Items from a dataset:
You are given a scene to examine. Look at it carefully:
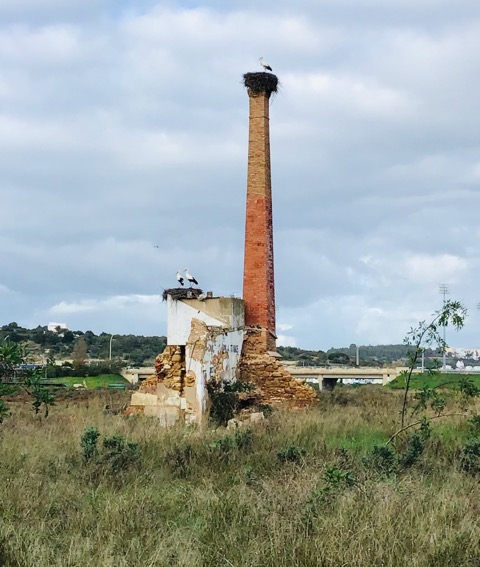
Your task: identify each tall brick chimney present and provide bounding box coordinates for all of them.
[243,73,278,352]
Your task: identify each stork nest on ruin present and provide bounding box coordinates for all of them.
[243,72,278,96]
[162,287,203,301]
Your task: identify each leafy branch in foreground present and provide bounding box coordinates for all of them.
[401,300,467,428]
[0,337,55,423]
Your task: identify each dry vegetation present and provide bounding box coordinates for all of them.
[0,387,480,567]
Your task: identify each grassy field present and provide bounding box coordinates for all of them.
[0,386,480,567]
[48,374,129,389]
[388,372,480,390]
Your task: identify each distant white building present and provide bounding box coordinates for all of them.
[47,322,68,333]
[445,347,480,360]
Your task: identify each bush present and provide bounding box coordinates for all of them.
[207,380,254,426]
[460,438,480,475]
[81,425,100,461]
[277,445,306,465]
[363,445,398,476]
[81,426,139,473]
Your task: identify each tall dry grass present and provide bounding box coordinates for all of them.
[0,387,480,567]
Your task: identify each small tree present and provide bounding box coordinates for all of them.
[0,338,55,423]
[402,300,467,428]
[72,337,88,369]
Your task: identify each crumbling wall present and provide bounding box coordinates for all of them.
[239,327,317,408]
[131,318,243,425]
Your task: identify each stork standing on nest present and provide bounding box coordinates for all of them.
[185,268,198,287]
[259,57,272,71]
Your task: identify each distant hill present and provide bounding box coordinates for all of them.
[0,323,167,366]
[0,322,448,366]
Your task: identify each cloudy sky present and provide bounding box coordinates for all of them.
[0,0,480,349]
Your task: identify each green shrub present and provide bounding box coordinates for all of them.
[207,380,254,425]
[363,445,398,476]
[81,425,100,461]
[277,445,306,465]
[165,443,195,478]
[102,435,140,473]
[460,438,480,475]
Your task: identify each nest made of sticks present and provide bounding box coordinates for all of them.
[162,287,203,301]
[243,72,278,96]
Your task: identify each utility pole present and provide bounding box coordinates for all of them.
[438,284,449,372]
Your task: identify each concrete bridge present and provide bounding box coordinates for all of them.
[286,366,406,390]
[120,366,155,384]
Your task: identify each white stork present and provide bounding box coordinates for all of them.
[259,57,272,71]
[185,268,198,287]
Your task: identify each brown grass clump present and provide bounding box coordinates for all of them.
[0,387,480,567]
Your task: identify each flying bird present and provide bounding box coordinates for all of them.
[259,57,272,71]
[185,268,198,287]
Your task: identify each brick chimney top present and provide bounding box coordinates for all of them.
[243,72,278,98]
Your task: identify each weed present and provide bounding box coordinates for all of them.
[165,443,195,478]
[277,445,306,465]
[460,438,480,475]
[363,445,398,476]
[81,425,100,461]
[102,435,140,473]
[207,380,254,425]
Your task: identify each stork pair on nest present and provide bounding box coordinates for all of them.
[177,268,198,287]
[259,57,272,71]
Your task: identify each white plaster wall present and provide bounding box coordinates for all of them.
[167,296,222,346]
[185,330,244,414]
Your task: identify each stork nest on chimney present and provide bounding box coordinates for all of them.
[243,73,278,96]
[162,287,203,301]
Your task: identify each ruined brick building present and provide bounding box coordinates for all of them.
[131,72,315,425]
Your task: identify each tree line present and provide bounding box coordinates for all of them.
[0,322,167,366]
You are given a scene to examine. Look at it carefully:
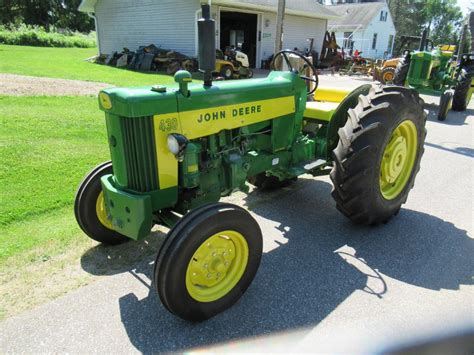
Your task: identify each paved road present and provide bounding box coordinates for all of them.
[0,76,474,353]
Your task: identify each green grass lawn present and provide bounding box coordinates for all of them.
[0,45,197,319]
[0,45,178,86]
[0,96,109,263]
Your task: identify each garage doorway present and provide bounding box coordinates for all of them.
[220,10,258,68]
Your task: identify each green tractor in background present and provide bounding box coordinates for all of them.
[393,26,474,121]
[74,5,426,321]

■ Stated task
Reproduce all of the records above word for word, leaving out the pictures.

■ Full response
You are given a scene to examine. Look at it carefully:
Your task: identify each tall brick chimney present and provide bounding box coordinates for all of them.
[243,73,278,352]
Your task: identify each stork nest on ruin present and provide bounding box coordinates for all of them.
[243,72,278,96]
[162,287,203,301]
Your task: identify each leafy branch in foreground present and provide bounding box coordinates for all of them.
[401,300,467,428]
[0,337,55,423]
Your task: identify each dry vegetation present and provide bounding box coordinates for all of them.
[0,387,480,567]
Your task: identify each grassy field present and provide bounding box coordinates for all of them.
[0,386,480,567]
[48,374,129,389]
[388,372,480,390]
Your task: identify each distant white building present and provide bounding box coordinates for all of them.
[47,322,68,333]
[445,347,480,360]
Your task: identify each bush present and provide bounding box coordinates for all of them.
[207,380,254,426]
[460,438,480,475]
[81,425,100,461]
[277,445,306,465]
[363,445,398,476]
[81,426,139,473]
Your task: identify each tall dry grass present and provide bounding box coordinates for all of them.
[0,387,480,567]
Your task: identify each small tree present and provide bounding box coordinates for all of them.
[0,338,55,423]
[402,300,467,428]
[72,337,88,369]
Your task: identify each crumbling wall present and provide bounding box coordinates for all of them.
[239,327,317,408]
[131,318,243,425]
Your task: identify each stork standing on nest present and provide bounding box coordinates for all of them.
[185,268,198,287]
[259,57,272,71]
Your task: identify each distant hill present and provide bounding box coordinates for all of them.
[0,323,167,366]
[0,322,448,366]
Your task: identify each cloudy sky present and provide bounding box coordinates for all of them.
[0,0,480,349]
Your task: identify each green shrub present and provide bounding box coordinates for all of them.
[207,380,254,425]
[363,445,398,476]
[81,425,100,461]
[277,445,306,465]
[165,443,195,478]
[102,435,140,473]
[460,438,480,475]
Your task: identify each nest made of sticks present and provide bounding box coordinates for all of them.
[162,287,203,301]
[243,72,278,96]
Your task: identify each utility pole present and provide bounding box coordinates for all of them.
[438,284,449,372]
Your task: identify each concrete bridge present and provide bounding box coordinates for all of them.
[286,366,406,390]
[120,366,155,384]
Your task: identify each white stork present and provide bounding box coordinates for all of them.
[259,57,272,71]
[185,268,198,287]
Your task: identify each brown grass clump present and provide bounding box coordinates for all of them.
[0,387,480,567]
Your task: identify each flying bird present and provide bounding box coordinates for all of them.
[259,57,272,71]
[185,268,198,287]
Your task: identify each brick chimney top present and provide bounding box coordinates for all of them.
[243,72,278,98]
Your task: identify each weed present and provide bounding box coordinates for all of them.
[165,443,195,478]
[277,445,306,465]
[460,438,480,475]
[363,445,398,476]
[81,425,100,461]
[102,435,140,473]
[207,380,254,425]
Your task: identify each stork pair on nest present and provide bounding box coordinates for all of them.
[177,268,198,287]
[259,57,272,71]
Your task: identify each white plaster wall present and provide bounding box coordinates for all of them.
[167,296,222,346]
[185,330,244,414]
Your task: identify each stork nest on chimney present and provide bounding box coordinates for all of them.
[243,73,278,96]
[162,287,203,301]
Your task: identify each ruined brick building present and provide bounding box coordinates for all of them.
[131,72,315,425]
Your task: identify each tree line present and provide bounding box coordinates for all of them.
[0,322,167,366]
You are given a scene to examine. Look at it carefully:
Your task: identify each paved road present and provide bounding box coordinates for all of them.
[0,76,474,353]
Your task: identify each green grass lawn present and provide bounding box coordinates for all of them.
[0,45,197,319]
[0,45,178,86]
[0,96,109,263]
Your task: identify each garage doorway present and provide bounding box coordinates for all of them.
[220,10,258,68]
Your task: identify each green tractor in background present and provide bounding box coordinates for all of them.
[393,26,474,121]
[74,5,426,321]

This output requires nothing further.